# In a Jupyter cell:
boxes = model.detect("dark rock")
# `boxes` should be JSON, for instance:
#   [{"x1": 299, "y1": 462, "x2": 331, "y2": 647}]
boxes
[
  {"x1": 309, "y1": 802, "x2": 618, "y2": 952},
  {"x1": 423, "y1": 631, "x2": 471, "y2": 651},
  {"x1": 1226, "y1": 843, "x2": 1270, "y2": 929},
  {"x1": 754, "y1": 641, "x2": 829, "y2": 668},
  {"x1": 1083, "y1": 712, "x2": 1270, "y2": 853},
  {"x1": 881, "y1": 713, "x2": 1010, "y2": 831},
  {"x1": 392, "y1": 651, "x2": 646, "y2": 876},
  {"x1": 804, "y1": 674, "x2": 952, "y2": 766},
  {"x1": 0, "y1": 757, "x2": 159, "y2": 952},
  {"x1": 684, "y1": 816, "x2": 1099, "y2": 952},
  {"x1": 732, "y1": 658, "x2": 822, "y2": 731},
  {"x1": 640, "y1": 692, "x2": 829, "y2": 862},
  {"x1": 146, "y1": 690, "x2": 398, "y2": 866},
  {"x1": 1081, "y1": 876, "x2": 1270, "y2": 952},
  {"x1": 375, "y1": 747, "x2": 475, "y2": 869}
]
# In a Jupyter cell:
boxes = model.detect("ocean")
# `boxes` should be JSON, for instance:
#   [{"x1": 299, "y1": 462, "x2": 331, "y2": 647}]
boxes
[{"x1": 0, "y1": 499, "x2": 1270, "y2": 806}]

#### Written exercise:
Reproduce all of the data above line for line, keeping every character unchanged.

#### Correct output:
# In a Jupyter cell:
boxes = model.detect("dark rock")
# `boxes` should be JSON, for instance:
#   [{"x1": 299, "y1": 462, "x2": 331, "y2": 647}]
boxes
[
  {"x1": 309, "y1": 802, "x2": 618, "y2": 952},
  {"x1": 423, "y1": 631, "x2": 471, "y2": 651},
  {"x1": 1226, "y1": 843, "x2": 1270, "y2": 929},
  {"x1": 754, "y1": 641, "x2": 829, "y2": 668},
  {"x1": 1083, "y1": 712, "x2": 1270, "y2": 853},
  {"x1": 881, "y1": 713, "x2": 1010, "y2": 831},
  {"x1": 392, "y1": 651, "x2": 646, "y2": 876},
  {"x1": 804, "y1": 674, "x2": 952, "y2": 766},
  {"x1": 0, "y1": 757, "x2": 159, "y2": 952},
  {"x1": 684, "y1": 816, "x2": 1099, "y2": 952},
  {"x1": 732, "y1": 658, "x2": 822, "y2": 731},
  {"x1": 640, "y1": 692, "x2": 829, "y2": 862},
  {"x1": 146, "y1": 690, "x2": 398, "y2": 866},
  {"x1": 1081, "y1": 876, "x2": 1270, "y2": 952},
  {"x1": 375, "y1": 747, "x2": 475, "y2": 869}
]
# In a Jupyter cell:
boxes = model.detect("ocean")
# `boxes` should be JSON, for instance:
#   [{"x1": 299, "y1": 462, "x2": 331, "y2": 647}]
boxes
[{"x1": 0, "y1": 499, "x2": 1270, "y2": 806}]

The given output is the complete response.